### Requirements
Pull out every line of the data below that contains the word "glove", and copy each one unchanged.

### Data supplied

-*-*-

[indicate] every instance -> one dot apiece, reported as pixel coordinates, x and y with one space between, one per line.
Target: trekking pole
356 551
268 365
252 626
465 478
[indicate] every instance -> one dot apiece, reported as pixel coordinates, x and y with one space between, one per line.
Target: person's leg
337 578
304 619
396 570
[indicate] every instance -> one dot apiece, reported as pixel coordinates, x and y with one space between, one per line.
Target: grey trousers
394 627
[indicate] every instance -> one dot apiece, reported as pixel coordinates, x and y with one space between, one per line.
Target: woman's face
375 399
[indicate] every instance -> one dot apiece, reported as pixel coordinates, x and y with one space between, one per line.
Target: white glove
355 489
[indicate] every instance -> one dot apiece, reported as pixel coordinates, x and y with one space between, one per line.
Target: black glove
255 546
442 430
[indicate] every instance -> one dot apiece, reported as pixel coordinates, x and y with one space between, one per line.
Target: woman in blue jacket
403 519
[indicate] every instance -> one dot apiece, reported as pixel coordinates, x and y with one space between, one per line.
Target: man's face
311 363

-*-*-

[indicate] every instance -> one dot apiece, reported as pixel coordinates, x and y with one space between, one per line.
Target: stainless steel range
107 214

-*-*-

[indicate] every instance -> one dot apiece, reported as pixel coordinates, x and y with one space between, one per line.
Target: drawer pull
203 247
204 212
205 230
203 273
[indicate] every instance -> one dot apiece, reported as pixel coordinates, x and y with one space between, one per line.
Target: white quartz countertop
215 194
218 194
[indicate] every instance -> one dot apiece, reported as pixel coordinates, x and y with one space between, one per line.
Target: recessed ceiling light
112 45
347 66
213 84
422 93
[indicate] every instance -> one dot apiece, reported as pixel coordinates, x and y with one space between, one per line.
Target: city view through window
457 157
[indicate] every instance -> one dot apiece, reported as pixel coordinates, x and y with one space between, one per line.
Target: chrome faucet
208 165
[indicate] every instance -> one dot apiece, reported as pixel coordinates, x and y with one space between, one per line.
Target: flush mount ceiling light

-*-*-

### Exercise response
Target: white glove
Target: black glove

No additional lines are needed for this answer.